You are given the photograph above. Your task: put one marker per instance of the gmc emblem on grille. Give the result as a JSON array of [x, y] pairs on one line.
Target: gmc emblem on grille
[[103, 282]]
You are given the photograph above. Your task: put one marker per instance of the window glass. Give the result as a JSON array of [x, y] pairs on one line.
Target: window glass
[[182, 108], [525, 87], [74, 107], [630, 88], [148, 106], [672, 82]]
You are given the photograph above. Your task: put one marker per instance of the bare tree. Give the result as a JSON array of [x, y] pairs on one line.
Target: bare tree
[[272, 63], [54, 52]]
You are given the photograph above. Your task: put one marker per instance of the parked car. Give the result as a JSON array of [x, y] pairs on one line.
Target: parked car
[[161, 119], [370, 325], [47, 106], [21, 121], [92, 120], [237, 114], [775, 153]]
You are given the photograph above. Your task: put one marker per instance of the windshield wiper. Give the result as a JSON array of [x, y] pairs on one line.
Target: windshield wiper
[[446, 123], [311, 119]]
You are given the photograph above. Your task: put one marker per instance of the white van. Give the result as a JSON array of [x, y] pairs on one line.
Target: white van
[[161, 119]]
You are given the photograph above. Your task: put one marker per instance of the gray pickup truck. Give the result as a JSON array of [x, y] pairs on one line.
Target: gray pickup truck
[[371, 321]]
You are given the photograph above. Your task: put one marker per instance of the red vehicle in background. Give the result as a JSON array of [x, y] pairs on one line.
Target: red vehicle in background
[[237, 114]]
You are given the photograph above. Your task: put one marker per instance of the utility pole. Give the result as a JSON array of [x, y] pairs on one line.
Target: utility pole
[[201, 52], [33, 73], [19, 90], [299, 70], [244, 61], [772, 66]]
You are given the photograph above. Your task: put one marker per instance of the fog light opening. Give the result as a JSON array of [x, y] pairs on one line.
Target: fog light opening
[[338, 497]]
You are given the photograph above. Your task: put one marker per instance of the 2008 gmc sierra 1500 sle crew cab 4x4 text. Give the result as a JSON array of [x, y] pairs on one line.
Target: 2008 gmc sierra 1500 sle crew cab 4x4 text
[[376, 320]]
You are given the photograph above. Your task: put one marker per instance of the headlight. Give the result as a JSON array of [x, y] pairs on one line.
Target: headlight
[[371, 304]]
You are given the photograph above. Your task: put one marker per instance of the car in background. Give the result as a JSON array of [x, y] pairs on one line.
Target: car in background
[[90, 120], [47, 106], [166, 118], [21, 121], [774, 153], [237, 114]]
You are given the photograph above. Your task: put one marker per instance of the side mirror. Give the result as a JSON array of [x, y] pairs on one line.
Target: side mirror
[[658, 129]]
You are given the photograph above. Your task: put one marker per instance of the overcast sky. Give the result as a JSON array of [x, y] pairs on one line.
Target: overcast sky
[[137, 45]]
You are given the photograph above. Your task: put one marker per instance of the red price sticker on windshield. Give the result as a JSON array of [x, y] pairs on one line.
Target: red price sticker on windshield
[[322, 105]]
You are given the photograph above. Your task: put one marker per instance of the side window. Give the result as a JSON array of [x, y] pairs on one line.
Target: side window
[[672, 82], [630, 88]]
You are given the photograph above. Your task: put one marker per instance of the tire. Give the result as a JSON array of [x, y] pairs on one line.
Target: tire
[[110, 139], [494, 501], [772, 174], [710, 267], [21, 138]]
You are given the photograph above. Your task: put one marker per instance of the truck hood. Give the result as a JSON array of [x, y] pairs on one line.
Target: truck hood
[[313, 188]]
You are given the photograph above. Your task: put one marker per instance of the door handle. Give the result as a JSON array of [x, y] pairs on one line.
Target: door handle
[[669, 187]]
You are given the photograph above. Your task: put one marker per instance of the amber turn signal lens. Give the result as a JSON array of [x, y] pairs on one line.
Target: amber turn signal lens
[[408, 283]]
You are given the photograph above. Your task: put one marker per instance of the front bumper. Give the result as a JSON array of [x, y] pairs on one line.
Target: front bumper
==============================
§ **ACTION ITEM**:
Set the entries above down again, each one exactly as written.

§ **SOLUTION TO THIS PROBLEM**:
You are given the photograph above. Your task: put one marker per instance of the gmc emblem on grille. Give the result as a JSON array of [x, y] pairs on one line.
Target: gmc emblem on grille
[[103, 282]]
You are given the photograph above. Your task: put one marker per instance of the window glass. Give the result as a JSON array of [x, y] pairs on one line.
Target: window glass
[[182, 108], [525, 87], [74, 107], [630, 88], [148, 106], [672, 82]]
You are given the photograph above. Your task: put one marker per instance of the bare tree. Give the result as a JSON array of [x, y] pairs on one line.
Target: bare tree
[[272, 63], [54, 52]]
You are given the photograph above. Your task: put one marker per instance of the parked car. Give the result as a JSON array of [x, y] pairs on one line.
Target: parked car
[[161, 119], [370, 325], [47, 106], [21, 121], [92, 120], [237, 114], [775, 153]]
You are given the photograph above. Your task: put one marker per instance of the windshield wiper. Give the result as a JSON array of [x, y] pairs on one line.
Target: windshield wiper
[[446, 123], [311, 119]]
You are given the photograph above. Your task: put one marker per instance of the white van. Give the result as a JSON array of [x, y] pairs on one line.
Target: white van
[[161, 119]]
You are given the photograph above. Your task: put one marker per instance of the gray pickup truck. Give the result as a JSON array of [x, y] pairs on one line.
Target: gray pickup truck
[[371, 321]]
You are given the photograph above. Your task: put one marker per instance of the red vehicle in background. Give the result as a JSON array of [x, y] pairs on one line.
Target: red vehicle in background
[[237, 114]]
You are given the photograph above. Your task: put one marker per instance of the utility pole. Give the result as a JSON array of [x, y] pairs on one line.
Target: utility pole
[[201, 52], [33, 73], [19, 90], [299, 70], [244, 61], [772, 66]]
You are given the photograph above. Your task: put one marker per instance of the fog light opening. Give the result as a JSON array of [x, y] pairs on one line.
Target: fog light opening
[[338, 497]]
You are given the photograph above. Your task: put one marker per instance of the 2008 gmc sierra 1500 sle crew cab 4x4 text. Give the result as a JSON array of [x, y] pairs on one line.
Target: 2008 gmc sierra 1500 sle crew cab 4x4 text
[[376, 320]]
You are given the photograph above. Your task: put one marker per instance of the headlight. Give the result as a JSON array of [x, y] pairs on one line.
Target: headlight
[[371, 304]]
You are given the photograph above. Your task: put one marker per instance of the car in background. Give the result as a JSON array of [x, y] pairs on one line.
Target: car in background
[[90, 120], [47, 106], [166, 118], [21, 121], [774, 153], [237, 114]]
You are given the photograph above. Your task: put one marker per instance of the side mirror. Give the result as a JSON array of [x, y] pairs on one line.
Target: side mirror
[[658, 129]]
You are given the photograph above. Your task: put one marker per instance of the overcast sky. Give the result as a JSON array of [x, y] pairs on one line.
Target: overcast sky
[[137, 45]]
You are given the photograph above. Your task: put one marker per instance of the red price sticker on windshield. Give the result as a JSON array of [x, y] pairs on one line.
Target: red price sticker on windshield
[[322, 105]]
You are given the photograph above. Your task: put one marker per instance of the side window. Give the result as a JSON array of [x, y] pairs on one line.
Target: side window
[[672, 82], [630, 88]]
You are given the photograph above. Your task: put one marker per instance of the tire. Give the result as a JSON array of [x, y] pairs on one line.
Target: tire
[[110, 139], [494, 501], [772, 174], [710, 267], [21, 138]]
You are given the photograph above. Your task: put one marker per instance of the truck hood. Give the result as a JSON array of [x, y] pairs on one line.
Target: truck hood
[[313, 188]]
You are given the photograph above. Your task: put one marker per instance of the door handle. Give the result as a JSON array of [x, y] pairs on one line.
Target: door handle
[[669, 187]]
You are given the photograph above. Your task: put one marker per instance of the amber turn signal lens. Give the result as a JSON array of [x, y] pairs on one line.
Target: amber turn signal lens
[[408, 283]]
You are given the photograph above. Your task: put one marker per instance of the front bumper. Give the result as a JSON array of [x, y] pairs on one line.
Target: front bumper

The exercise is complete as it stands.